■ WORK TO COMPLETE: Could you print all the entries below exactly as they appear, omitting the pictures?

■ DATA PROVIDED:
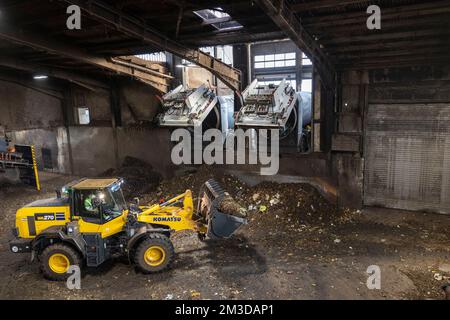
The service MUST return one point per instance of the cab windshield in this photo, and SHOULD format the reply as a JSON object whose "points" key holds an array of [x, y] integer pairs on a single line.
{"points": [[114, 203]]}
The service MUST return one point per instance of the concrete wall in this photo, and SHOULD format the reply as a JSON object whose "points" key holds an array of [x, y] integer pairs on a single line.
{"points": [[54, 139], [150, 145], [138, 103], [92, 150], [359, 88], [24, 108]]}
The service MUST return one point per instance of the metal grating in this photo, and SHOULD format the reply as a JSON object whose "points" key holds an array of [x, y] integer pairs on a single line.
{"points": [[407, 157]]}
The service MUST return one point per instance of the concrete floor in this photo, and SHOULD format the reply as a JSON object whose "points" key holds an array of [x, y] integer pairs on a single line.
{"points": [[258, 263]]}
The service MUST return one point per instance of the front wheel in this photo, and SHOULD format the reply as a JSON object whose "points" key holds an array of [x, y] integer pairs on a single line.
{"points": [[56, 259], [154, 254]]}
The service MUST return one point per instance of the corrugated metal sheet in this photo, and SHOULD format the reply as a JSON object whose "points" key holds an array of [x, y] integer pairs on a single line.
{"points": [[407, 157]]}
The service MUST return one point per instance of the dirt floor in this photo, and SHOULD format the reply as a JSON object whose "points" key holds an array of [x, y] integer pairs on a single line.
{"points": [[295, 246]]}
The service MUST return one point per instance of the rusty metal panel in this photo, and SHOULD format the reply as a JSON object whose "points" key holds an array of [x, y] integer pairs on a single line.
{"points": [[407, 157]]}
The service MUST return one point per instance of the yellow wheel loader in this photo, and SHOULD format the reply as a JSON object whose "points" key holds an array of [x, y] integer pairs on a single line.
{"points": [[89, 222]]}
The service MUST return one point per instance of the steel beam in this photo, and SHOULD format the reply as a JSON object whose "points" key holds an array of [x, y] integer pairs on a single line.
{"points": [[40, 42], [136, 28], [286, 20]]}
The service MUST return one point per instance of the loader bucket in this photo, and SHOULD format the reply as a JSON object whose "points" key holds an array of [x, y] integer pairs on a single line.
{"points": [[219, 224]]}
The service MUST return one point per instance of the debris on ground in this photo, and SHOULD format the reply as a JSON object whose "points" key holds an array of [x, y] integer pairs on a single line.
{"points": [[229, 206]]}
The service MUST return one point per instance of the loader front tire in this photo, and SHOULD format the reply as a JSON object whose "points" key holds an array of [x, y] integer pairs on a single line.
{"points": [[56, 259], [154, 254]]}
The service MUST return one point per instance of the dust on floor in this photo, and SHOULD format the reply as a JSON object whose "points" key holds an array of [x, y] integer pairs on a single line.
{"points": [[295, 246]]}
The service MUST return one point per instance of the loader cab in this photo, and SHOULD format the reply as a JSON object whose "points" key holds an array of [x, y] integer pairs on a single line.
{"points": [[96, 200]]}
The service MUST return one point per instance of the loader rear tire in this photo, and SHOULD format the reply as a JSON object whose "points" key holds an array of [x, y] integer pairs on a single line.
{"points": [[56, 259], [154, 254]]}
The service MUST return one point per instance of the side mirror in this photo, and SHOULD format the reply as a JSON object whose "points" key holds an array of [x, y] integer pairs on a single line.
{"points": [[96, 202]]}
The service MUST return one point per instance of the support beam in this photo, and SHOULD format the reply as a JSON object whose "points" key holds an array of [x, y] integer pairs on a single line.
{"points": [[286, 20], [323, 4], [134, 27], [40, 42], [395, 13]]}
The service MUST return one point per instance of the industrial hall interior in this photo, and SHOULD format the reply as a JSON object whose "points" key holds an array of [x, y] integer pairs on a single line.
{"points": [[225, 150]]}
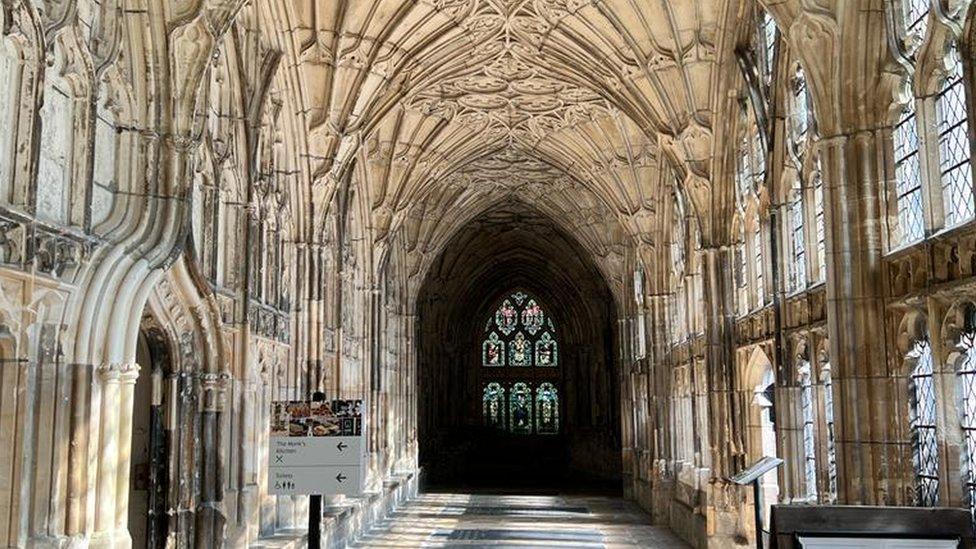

■ EXERCISE OUTPUT:
The service MUST return one point per instance of the cab windshield in this photo, and SHOULD format the reply as a JSON object whose "points" key holds an array of [x, y] integer pairs on a single line.
{"points": [[114, 203]]}
The service MUST return one point per instance of the concrete wall in this photo, and SHOULD format the reply as a JSON object whose "points" key holds an array of [x, y] integer pairs on a single line.
{"points": [[54, 139], [150, 145], [138, 103], [92, 150], [359, 88], [24, 108]]}
The service MUST return one point per instance of the metal grating in this photo, and SHOULD format the reply as a JSON object whose "points" key holds an array of [x, y] integer pairs on a single line.
{"points": [[407, 157]]}
The service MUST return one point per instance of the concrete floor in this photo, and SHOULD format the reply as a JSON object whose "points" key holds an array of [x, y] integer pairs on a single line.
{"points": [[258, 263]]}
The service MUST return one point per instance of the front wheel in this photo, and SHOULD format the reply as a JSON object whose "points" key holds an array of [x, y] integer pairs on a single line.
{"points": [[56, 259], [154, 254]]}
The service MUST return one point per instance of the corrugated metal sheet in this photo, and SHOULD format the reply as a JSON object whose "points" key holds an array of [x, y] integer pairs on a single line.
{"points": [[407, 157]]}
The service MUST return one point per instance of the dirt floor in this photo, and SHOULD format the reply as a JSON object whose "points" key holds an array of [x, y] integer pairs on a single line.
{"points": [[295, 246]]}
The service MUST return one point per instance of the rusty metal panel in this photo, and SHOULD format the reply as a JSON object whose "points" key holds an array of [x, y] integer pairs on a single line.
{"points": [[407, 157]]}
The service MUST return one point per instance of the yellow wheel loader in this photo, and SHOULD format the reply as a JSON object whose "points" key holds an array of [x, y] integer pairs on a single line.
{"points": [[89, 222]]}
The service MUST return one point per instance of the steel beam in this photo, and SHOULD format the reply as a JSON object whose "points" key holds an array of [x, y] integer pairs on a single line.
{"points": [[40, 42], [136, 28], [286, 20]]}
The service MUST return one point per instance of the loader bucket in this photo, and SHOULD format the reply as a JSON object whose "points" key holds an array of [x, y] integer pairs on a single line.
{"points": [[219, 224]]}
The service MUST return one point per instance of the debris on ground in this photo, and SHOULD format the reply as a JSON object whose "points" key holds an array of [x, y] integer pairs on a single line.
{"points": [[229, 206]]}
The service MUST return one point per instance of the loader front tire in this photo, and SHOULD format the reply as a JSON object whose "points" key holds an array of [x, y] integer pairs on a single line.
{"points": [[56, 259], [154, 254]]}
The service MUST return one point per instance of the dust on floor in this photo, and SHOULD format the reply as a JSON object whose "points" key holds an array of [x, y] integer pairs on a single line.
{"points": [[295, 246]]}
The service MUST return one point per instance of the loader cab in this photo, and SHOULD format the reply as a JSON object whose "points" key holds an array of [x, y] integer pairs on a single line.
{"points": [[96, 200]]}
The service MUST return one point per instance of the loader rear tire in this photo, and SHOULD format the reply as a JSON object whose "points" key holds an array of [x, y] integer pairs on a single line.
{"points": [[56, 259], [154, 254]]}
The service MUST return one point per instance of the side mirror in this photo, and SHOULD format the reply as a JSON object whose "points" key holds an array of [x, y] integer pairs on a single line.
{"points": [[96, 202]]}
The service MUST return one point per instance of the support beam in this photo, and SHOULD format the reply as a JSON object whose "points" key holds an array of [x, y] integer pairs on a single line.
{"points": [[286, 20], [323, 4], [134, 27], [40, 42], [395, 13]]}
The service MUST return one point per instance of the industrial hall interior in this photo, and SHOULD format the reply as a JSON object whose "points" key holds an array of [x, y] integer pairs on a single line.
{"points": [[225, 150]]}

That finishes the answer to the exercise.